What lines below include the string "find"? Pick them out and copy them.

**EXTRACTED MATERIAL**
^^^^^^^^^^^^^^^^

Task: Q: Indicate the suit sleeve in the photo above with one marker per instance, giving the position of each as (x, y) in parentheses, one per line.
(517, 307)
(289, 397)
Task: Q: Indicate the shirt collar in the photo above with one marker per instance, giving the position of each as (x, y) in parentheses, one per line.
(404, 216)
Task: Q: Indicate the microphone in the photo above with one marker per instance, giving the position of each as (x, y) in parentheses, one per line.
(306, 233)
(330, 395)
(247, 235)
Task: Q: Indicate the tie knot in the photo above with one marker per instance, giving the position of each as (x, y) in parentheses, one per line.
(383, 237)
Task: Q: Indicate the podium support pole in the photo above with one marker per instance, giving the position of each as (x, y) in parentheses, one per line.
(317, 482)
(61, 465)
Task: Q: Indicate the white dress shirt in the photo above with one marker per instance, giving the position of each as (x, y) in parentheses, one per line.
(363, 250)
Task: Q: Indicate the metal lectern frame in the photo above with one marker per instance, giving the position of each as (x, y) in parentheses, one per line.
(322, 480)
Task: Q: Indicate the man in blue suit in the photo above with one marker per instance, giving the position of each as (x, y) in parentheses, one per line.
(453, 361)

^^^^^^^^^^^^^^^^

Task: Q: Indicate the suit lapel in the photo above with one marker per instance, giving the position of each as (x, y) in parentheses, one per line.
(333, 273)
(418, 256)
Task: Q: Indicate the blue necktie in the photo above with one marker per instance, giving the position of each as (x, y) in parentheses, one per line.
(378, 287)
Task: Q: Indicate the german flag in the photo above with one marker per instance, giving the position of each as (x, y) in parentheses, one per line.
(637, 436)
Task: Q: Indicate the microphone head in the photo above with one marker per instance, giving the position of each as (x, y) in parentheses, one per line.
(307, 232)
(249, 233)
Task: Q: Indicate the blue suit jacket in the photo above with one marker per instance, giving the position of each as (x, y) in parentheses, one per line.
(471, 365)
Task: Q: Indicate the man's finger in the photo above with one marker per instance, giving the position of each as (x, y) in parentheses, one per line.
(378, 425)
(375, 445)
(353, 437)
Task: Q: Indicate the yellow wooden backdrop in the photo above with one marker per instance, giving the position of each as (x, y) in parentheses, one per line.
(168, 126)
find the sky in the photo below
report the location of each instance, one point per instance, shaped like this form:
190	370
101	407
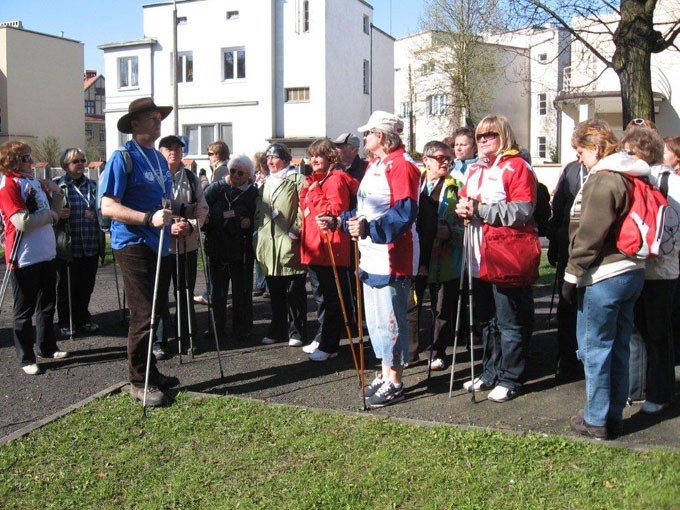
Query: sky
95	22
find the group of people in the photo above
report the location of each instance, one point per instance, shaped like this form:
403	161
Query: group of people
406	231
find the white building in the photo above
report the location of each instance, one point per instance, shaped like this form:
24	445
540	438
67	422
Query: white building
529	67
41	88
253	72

^^^^^^^^^^^^^^^^

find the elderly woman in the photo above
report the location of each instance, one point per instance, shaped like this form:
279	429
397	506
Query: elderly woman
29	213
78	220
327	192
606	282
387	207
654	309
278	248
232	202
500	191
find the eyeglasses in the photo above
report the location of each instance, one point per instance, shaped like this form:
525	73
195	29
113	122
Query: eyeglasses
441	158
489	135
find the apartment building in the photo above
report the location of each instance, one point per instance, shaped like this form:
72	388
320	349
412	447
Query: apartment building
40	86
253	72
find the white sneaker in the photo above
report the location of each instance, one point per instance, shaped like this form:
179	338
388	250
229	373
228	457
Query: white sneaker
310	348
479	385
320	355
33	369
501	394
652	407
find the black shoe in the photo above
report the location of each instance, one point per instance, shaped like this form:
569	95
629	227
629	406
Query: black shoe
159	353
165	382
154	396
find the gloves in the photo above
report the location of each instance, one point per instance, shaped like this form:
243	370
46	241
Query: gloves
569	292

^^^^^^^^^^^^^^^^

**SOLVED PROBLEM**
find the sky in the photo below
find the group of people in the photo above
find the white building in the photo above
find the elderly woman in the photo above
find the eyeglasses in the photo above
find the apartment building in the photo above
find the white sneaker in the photo above
find the black shoe in the photo above
find the gloves in the photo above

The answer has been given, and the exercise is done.